- [ENTRIES PROVIDED]
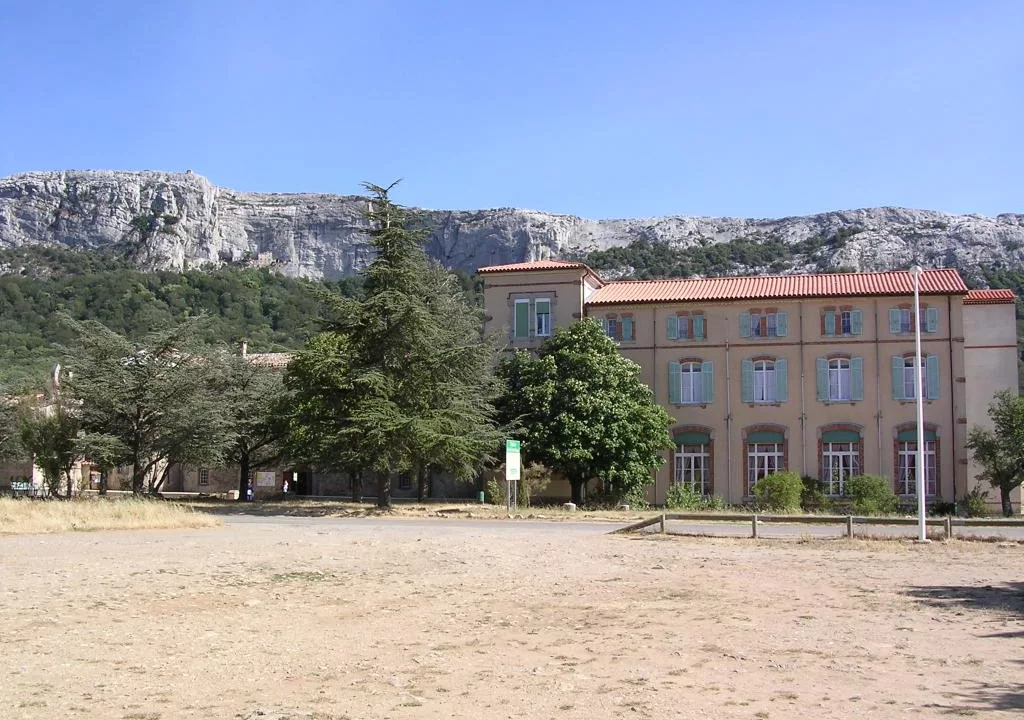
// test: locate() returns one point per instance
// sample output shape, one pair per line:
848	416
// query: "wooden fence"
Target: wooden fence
947	523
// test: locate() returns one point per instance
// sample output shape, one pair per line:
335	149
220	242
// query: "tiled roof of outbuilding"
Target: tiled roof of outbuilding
933	282
989	297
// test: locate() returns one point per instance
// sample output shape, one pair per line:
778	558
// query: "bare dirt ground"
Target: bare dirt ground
380	618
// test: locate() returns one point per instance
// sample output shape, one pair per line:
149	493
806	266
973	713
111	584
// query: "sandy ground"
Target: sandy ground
369	618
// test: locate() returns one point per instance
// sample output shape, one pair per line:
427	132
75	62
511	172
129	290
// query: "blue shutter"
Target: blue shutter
781	324
821	379
708	375
698	328
856	378
675	394
747	381
894	321
897	377
781	380
933	377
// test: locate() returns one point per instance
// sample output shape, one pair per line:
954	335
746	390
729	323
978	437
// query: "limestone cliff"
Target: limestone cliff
178	220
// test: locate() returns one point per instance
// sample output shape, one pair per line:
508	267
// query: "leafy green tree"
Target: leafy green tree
585	414
148	404
1000	451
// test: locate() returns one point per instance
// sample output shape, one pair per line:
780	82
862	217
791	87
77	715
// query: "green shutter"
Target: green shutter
675	392
781	324
897	377
856	378
708	375
894	321
933	377
821	379
522	320
747	381
781	380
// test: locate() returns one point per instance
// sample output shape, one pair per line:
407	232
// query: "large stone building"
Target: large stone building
807	373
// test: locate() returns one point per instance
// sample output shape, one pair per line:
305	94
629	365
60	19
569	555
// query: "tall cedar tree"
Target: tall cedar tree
1000	451
410	386
151	404
585	414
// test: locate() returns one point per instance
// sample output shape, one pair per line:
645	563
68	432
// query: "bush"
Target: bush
975	503
871	495
812	497
779	491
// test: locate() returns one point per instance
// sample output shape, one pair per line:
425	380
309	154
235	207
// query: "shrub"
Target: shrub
779	491
975	503
871	495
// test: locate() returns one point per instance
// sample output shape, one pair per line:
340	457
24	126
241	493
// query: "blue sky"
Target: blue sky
596	109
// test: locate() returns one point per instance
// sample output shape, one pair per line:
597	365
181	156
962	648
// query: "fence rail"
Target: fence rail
947	523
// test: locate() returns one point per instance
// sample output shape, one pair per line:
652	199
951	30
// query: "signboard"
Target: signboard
511	460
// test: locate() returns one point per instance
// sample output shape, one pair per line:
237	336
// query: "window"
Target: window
693	467
763	459
839	379
906	480
764	381
840	462
759	324
691	382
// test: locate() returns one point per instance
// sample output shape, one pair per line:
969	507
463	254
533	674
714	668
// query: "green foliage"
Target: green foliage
1000	451
975	503
779	492
584	412
871	495
271	311
682	497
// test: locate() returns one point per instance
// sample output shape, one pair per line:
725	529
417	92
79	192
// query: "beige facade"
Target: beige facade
822	385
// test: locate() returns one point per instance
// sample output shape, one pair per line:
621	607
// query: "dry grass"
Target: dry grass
23	516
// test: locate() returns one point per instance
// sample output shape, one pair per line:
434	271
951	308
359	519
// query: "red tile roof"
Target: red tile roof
989	297
535	265
933	282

- [WHAT IS BEING ASKED] A verbatim copy of every entry above, with no pictures, is the expected output.

- [COMPLETED TASK]
// test: locate() returns one point per instance
// sample output shape, one pair per line:
848	416
// query: "wooden fence"
Target: wooden fence
947	523
// test: locate() returns one point per instance
// sample output shape, one pair per line:
335	149
220	242
// query: "tiled roof of outbuilding"
Target: tiled roof of outbuilding
933	282
989	297
// test: locate() returns one point per instance
// sample output shape, one pair per line:
778	558
// query: "bare dirt ground"
Target: bare dirt ground
380	618
// test: locate() returns one point per instance
// sample output shape, one pair per line:
149	493
806	266
973	713
111	584
// query: "sandy ground"
Target: sandy ground
369	618
// test: locate() returns one point per instance
// sample output shape, one pair per line:
427	132
75	62
511	172
129	290
// query: "blue shutter"
Target: blue shutter
781	324
821	379
708	375
698	328
856	378
675	394
747	381
894	321
897	377
781	380
933	377
// test: locate() returns one point per instance
// sample output shape, one pair per line:
954	335
746	390
729	323
978	437
// query: "limestone cliff"
Target: limestone cliff
178	220
// test: locate() returns one point per instance
// sample output shape, one pair per line:
508	267
// query: "leafy green tree"
Target: leafy green tree
585	414
148	404
1000	451
// test: locate() returns one point per instance
// sample output shape, one pair per line:
780	82
862	217
791	87
77	715
// query: "green shutter"
Target: green shutter
675	392
781	324
897	377
856	378
708	375
894	321
933	377
821	379
522	320
747	381
781	380
// test: locate() returns one point per instance
// sample output shape, one pair per line:
407	232
// query: "large stone building"
Target: large stone building
807	373
// test: locate() returns one point per instance
// sample output shape, one pair per line:
305	94
629	365
60	19
569	555
// query: "tall cedar tree"
Target: tall cedar tree
1000	451
410	386
151	404
585	414
// test: locate() returns one point per instance
// sample output shape, one pair per line:
645	563
68	432
// query: "bush"
Target: bush
975	503
871	495
812	497
779	491
// test: locate() returns one point per instance
// sample output shape, one pair per line:
425	380
309	154
235	207
// query: "shrub"
Target: shrub
779	491
975	503
871	495
// test: locate() returns one point per instance
// sample output shape, one pair per line:
340	457
24	126
241	493
// query: "blue sky"
Target: blue sky
596	109
// test: locate() returns one point per instance
// sample output shape, one pair per line:
597	365
181	156
962	648
// query: "fence rail"
Target: fence rail
947	523
// test: locate() returns one point per instance
// sample output shape, one pair per line:
652	199
951	30
// query: "signboard"
Target: signboard
511	460
// test: locate() returns one point per instance
// sample output shape, one pair per line:
237	336
// query: "window"
Target: window
693	467
763	459
839	379
906	480
764	381
840	462
759	324
691	382
// test: locate() returns one point per instance
// sample output shape, one pair per line:
969	507
463	254
533	674
714	668
// query: "green foliage"
Target: green foliage
1000	451
975	503
779	492
584	412
871	495
271	311
682	497
// test: locate() returns one point per instance
// sample output shape, one pair per line:
725	529
417	92
79	192
// query: "beige facade"
Target: beige facade
822	385
// test: locate() returns one point per instance
// sample output shape, one pair per line:
621	607
// query: "dry grass"
Target: dry grass
23	516
// test: locate() returns one point per instance
// sample output shape, one pair per line:
434	271
951	308
359	519
// query: "red tile roof"
Target: red tile roof
989	297
535	265
933	282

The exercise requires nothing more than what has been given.